**WHAT YOU WILL DO:** Return verbatim the run of lines that opens with the line holding "like [201, 343]." and closes with the last line of the records.

**Saved entries:**

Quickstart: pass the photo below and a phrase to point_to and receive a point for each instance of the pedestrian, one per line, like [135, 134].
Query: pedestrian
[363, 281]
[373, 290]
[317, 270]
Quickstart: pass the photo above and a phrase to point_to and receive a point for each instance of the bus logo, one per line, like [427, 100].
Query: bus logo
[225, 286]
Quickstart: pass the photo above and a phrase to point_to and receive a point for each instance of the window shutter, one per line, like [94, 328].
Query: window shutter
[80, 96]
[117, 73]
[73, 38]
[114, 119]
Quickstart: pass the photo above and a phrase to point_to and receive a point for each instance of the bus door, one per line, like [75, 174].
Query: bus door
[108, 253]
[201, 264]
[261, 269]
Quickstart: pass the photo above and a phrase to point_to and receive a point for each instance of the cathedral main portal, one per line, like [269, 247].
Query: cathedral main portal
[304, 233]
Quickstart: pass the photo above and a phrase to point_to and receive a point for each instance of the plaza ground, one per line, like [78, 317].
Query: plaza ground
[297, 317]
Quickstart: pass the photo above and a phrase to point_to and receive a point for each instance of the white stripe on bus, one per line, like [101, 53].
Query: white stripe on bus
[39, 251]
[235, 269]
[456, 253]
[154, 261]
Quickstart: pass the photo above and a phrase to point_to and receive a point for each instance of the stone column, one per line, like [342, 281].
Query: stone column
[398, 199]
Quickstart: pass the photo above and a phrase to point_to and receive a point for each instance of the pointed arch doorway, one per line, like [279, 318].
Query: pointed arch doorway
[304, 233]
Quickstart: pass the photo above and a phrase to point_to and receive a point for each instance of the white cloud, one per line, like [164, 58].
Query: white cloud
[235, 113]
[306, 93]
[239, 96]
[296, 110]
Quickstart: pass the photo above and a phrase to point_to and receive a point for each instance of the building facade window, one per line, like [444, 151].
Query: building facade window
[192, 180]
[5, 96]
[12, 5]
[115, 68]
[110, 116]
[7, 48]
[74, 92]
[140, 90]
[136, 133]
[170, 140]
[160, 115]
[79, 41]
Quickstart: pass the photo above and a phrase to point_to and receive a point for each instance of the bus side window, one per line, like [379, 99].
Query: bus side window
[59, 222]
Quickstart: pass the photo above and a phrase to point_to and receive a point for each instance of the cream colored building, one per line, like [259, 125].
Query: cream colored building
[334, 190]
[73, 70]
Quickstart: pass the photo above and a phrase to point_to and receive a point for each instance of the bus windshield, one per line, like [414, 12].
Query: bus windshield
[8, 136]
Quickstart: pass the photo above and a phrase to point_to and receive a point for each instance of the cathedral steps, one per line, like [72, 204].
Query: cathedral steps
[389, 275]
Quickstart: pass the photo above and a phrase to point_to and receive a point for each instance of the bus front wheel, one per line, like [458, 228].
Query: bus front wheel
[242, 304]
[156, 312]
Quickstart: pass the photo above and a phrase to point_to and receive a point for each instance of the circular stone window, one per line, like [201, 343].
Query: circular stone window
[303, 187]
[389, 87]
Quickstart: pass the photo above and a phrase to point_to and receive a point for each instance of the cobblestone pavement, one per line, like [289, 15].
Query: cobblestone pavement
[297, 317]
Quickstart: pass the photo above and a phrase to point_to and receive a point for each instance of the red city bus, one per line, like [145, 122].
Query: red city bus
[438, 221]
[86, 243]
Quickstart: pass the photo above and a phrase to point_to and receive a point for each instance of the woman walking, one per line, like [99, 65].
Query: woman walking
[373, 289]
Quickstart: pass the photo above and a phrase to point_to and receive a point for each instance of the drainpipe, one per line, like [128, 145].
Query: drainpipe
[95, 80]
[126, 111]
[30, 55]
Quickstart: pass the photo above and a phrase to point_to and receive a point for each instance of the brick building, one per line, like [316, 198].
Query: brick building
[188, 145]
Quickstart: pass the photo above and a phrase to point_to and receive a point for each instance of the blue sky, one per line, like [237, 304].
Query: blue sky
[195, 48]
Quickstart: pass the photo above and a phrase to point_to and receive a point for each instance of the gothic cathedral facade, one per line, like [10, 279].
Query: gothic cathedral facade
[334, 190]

**RESULT:**
Quickstart: pass the photo above and a phrase to point_to and receive a point for each instance of the circular stone window, one per line, like [201, 343].
Query: circular stone window
[303, 187]
[389, 87]
Quickstart: pass the photo above and a phrase to point_to and receive a point for each instance of the cobblestone pavement, one per line, like [289, 15].
Query: cobblestone pavement
[297, 317]
Quickstart: pass the photo above and a phrase to point_to and receive a point for each instance of the red city bus, one per line, like [145, 122].
Query: red city bus
[438, 221]
[86, 243]
Quickstart: pass the photo above and a phrase to point_to and receive a point for each instance of the woman walking, one per line, like [99, 65].
Query: woman walking
[373, 289]
Quickstart: pass the photo above and a phrase to point_to and receive a point for each instance of the drainpipe, one per line, like [128, 145].
Query: drainpipe
[95, 80]
[126, 111]
[30, 55]
Quickstart: pass the photo above and a phrase to point_to and receive a point for each instance of the brick building, one per line, like [316, 198].
Query: brick building
[188, 145]
Quickstart: pass the photo above and a phrase to point_to and receive a point for each instance of the blue sky, one per line, like [237, 304].
Query: blue sky
[195, 48]
Quickstart: pass the photo above and a phrase to point_to and receive a point for each instance of the gothic cathedral facade, one per line, like [10, 279].
Query: gothic cathedral facade
[334, 190]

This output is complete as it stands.